- Work order
What do the lines from the top of the data through the line with "plastic pot in this photo." say? Quote them exactly and include both ends.

- Point-per-instance localization data

━━━━━━━━━━

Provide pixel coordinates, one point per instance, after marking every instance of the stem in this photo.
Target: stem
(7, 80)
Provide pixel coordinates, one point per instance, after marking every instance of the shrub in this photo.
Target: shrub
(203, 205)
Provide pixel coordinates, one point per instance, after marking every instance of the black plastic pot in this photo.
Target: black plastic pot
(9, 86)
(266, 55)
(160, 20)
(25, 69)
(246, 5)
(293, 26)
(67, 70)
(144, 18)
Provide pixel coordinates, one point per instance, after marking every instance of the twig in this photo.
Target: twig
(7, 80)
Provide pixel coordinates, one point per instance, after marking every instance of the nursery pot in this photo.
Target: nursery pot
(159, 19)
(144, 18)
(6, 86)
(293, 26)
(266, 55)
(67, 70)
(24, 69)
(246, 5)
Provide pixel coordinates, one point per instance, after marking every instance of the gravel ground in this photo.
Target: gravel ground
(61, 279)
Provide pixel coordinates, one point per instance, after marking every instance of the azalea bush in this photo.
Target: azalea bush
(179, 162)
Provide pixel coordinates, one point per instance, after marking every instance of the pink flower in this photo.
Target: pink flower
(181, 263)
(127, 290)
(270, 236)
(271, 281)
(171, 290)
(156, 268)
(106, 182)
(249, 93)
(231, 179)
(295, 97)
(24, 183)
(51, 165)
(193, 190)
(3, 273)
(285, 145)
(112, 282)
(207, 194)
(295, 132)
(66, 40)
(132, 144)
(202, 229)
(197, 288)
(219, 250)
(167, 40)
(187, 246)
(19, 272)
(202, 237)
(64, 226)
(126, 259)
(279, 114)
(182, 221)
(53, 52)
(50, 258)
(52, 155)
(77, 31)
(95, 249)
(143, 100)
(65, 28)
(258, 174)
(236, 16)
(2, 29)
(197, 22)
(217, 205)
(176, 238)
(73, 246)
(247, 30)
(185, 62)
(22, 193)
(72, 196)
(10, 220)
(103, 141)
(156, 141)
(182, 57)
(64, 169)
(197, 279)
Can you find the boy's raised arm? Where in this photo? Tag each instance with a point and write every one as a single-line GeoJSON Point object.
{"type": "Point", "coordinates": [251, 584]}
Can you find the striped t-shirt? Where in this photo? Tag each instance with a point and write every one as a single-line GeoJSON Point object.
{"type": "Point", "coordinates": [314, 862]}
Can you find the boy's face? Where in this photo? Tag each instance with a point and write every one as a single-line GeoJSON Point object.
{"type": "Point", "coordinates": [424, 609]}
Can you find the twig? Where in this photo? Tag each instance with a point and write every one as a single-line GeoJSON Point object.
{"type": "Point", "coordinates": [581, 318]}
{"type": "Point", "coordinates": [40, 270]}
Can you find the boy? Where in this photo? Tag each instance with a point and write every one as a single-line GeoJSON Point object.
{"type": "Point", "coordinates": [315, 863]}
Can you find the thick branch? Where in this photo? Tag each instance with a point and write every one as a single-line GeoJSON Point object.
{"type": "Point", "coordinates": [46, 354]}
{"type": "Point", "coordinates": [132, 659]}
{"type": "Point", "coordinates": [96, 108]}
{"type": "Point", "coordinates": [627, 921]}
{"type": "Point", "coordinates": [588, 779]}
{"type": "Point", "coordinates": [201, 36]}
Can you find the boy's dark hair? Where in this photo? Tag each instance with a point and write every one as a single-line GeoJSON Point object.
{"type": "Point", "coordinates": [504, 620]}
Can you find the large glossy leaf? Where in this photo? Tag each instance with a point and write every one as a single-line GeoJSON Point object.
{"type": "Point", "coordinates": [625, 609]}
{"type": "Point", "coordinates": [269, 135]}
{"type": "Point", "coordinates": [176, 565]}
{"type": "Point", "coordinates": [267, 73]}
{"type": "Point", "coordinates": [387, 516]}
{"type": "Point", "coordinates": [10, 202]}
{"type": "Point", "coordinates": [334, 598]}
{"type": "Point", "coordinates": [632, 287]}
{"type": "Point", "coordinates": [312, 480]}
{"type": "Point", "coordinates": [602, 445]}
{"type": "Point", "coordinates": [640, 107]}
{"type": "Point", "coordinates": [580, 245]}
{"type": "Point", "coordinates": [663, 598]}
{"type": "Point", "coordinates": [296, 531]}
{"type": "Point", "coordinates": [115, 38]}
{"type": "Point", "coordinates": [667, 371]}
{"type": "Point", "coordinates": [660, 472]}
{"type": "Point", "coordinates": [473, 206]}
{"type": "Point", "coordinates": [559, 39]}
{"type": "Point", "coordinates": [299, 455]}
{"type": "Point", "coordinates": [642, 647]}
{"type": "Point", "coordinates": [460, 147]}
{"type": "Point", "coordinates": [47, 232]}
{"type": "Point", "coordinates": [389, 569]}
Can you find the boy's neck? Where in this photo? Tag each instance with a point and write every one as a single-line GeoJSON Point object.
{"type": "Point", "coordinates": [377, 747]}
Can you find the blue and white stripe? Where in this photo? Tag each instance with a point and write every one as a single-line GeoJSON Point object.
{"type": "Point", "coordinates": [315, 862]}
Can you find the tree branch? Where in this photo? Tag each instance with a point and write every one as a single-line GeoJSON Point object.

━━━━━━━━━━

- Task answer
Provide pixel coordinates, one point per instance, after marking every instance of the stem in this photo.
Target: stem
(7, 80)
Provide pixel coordinates, one point per instance, after marking every instance of the shrub in this photo.
Target: shrub
(203, 205)
Provide pixel coordinates, one point per instance, after marking every instance of the black plastic pot in this photo.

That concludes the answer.